• **DIRECTIVE**
Reproduce, line for line, the part of the listing that runs from the line containing "Objective: provide one point per instance of the white plush" through the end of the listing, inclusive.
══ MATERIAL PROVIDED
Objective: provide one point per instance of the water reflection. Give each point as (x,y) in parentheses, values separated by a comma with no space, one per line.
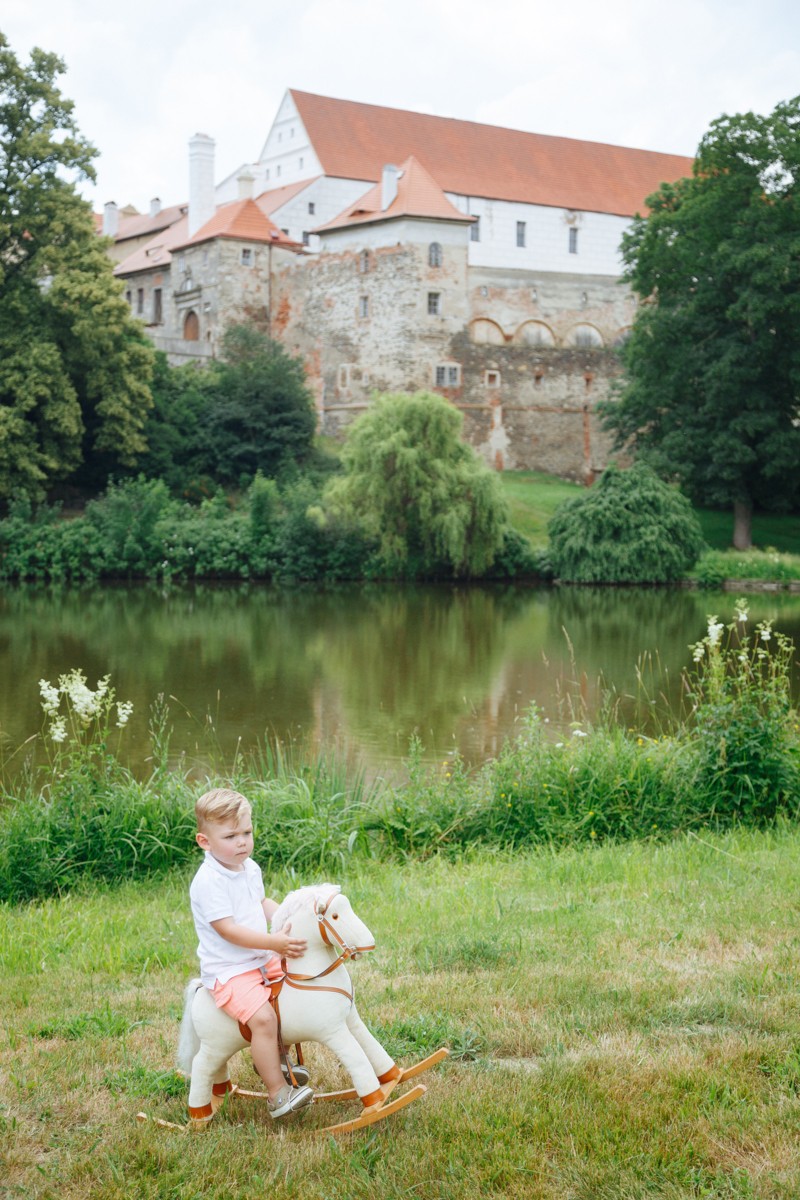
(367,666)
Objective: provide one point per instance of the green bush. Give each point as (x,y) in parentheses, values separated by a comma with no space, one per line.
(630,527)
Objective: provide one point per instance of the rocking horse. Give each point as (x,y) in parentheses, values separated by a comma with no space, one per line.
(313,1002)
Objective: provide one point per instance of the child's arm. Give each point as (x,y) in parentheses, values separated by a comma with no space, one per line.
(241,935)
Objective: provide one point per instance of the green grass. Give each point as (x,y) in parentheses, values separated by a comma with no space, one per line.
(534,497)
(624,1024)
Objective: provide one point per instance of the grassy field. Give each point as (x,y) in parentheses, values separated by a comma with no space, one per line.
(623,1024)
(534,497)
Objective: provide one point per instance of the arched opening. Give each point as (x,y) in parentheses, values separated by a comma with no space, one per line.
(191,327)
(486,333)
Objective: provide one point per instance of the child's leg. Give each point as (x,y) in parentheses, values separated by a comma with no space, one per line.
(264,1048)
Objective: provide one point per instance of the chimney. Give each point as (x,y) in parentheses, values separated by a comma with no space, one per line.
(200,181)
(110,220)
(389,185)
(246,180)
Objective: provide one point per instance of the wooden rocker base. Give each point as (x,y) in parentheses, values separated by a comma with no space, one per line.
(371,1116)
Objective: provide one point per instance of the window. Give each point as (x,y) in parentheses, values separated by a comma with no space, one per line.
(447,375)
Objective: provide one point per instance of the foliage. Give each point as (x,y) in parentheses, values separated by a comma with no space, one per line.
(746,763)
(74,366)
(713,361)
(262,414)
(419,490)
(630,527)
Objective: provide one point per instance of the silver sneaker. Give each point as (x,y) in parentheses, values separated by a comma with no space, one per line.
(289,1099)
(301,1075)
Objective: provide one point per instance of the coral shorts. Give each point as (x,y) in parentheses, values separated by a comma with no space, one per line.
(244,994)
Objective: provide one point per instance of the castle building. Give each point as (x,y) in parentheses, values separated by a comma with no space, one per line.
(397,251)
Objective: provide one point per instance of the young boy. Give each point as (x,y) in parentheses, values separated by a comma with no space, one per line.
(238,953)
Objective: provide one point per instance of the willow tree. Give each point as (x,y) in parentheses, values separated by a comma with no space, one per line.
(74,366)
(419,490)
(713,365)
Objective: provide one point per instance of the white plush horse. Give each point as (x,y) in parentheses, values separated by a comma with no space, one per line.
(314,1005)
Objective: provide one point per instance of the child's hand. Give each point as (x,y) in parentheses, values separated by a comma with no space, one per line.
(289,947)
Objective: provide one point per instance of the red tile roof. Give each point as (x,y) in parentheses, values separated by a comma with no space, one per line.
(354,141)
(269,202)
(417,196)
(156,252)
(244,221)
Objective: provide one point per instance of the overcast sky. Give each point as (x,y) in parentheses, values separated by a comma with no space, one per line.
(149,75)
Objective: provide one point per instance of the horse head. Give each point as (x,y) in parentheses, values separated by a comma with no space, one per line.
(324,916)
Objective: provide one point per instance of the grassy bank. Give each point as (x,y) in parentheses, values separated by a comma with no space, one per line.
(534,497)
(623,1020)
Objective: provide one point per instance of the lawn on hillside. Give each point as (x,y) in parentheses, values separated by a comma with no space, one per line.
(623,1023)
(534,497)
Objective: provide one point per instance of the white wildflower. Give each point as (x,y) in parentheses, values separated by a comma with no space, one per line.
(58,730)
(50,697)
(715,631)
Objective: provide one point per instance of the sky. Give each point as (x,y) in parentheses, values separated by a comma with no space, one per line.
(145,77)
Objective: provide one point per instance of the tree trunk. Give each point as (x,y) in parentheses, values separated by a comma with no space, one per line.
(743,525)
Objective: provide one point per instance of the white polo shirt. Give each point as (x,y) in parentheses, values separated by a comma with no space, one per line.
════
• **WRITTEN RESPONSE**
Objective: provide one point per instance of the white plush horse. Give each point as (x,y) in parentheses, values separated by a comma with no space, one per line.
(314,1005)
Objective: provide one point per instance of the child's hand. Give each point as (x,y) in parentheses, values separated by a comma with no space, one per line.
(289,947)
Objective: provide one point per instance of the red tile roof. Give each point as (x,y) in parentheses, values separated by a comma with no space, one per line.
(354,141)
(269,202)
(417,196)
(156,252)
(244,221)
Objective: provide one point per instance of the overcast sky. Give each point as (x,y) in parentheses, values separated by a comma with no space, one per line.
(149,75)
Objective: provide one point per instance of the horse head. Give each point as (x,y) in parentheses, values separated by a comma with no space, one per line.
(324,916)
Objective: provide one point per instance of the grassy bank. Give each point as (x,y) in parentheses, values separated by a comma with no space, one per line.
(534,497)
(623,1020)
Objective: provide one point per instance of the lawn on hillside. Give each point as (x,y) in parentheses, values separated by a comma with no space, one per line.
(623,1023)
(534,497)
Objective: provide one point per instance of the white wildflower. Give each point as (x,y) in parentheses, values separated by a comma with no space, one per line.
(58,730)
(50,697)
(715,631)
Objective: provide one point per instance of the sky. Give each point as (x,y) in parentheses, values separated by a comma with no space, one per line.
(145,77)
Objective: provide one point per instance of the tree trunk. Give each point as (x,y) in parentheses, values separated by a comma with no space, one per line.
(743,525)
Objective: provide one point per instance of the white polo shirt. Give each point as (x,y) in parentheses, values separated by a comma with no space, one per line.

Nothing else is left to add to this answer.